• **Your goal**
Display each line of the data that follows containing the string "photo". Letter case matters.

• **Material provided**
* * *

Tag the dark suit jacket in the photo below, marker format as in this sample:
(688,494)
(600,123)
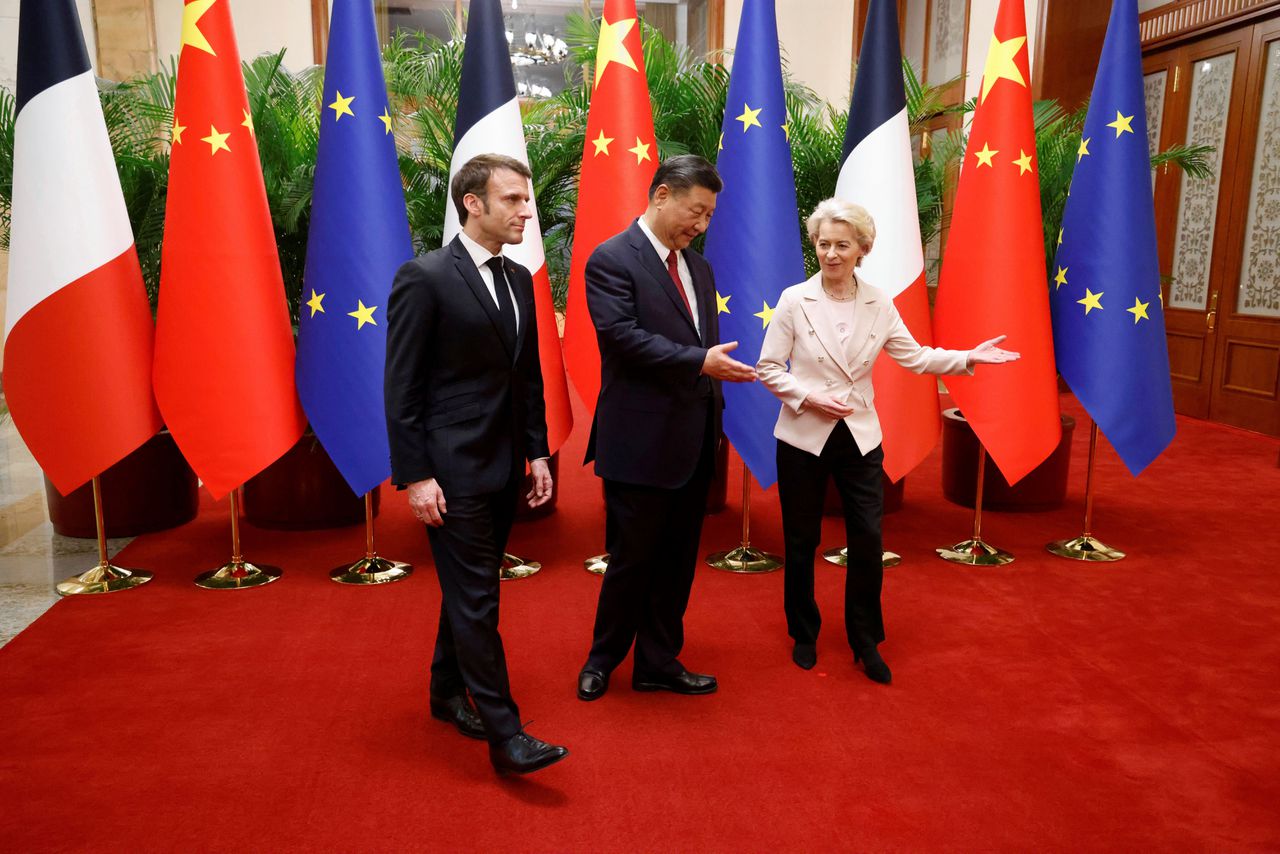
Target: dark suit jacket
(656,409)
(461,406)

* * *

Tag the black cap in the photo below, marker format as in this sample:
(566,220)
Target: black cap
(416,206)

* * *

• **Expected answer**
Tag the dark suit jacket in the photo below, marker format as in this sample:
Tag the black cap in the photo below, marker format as in this sample:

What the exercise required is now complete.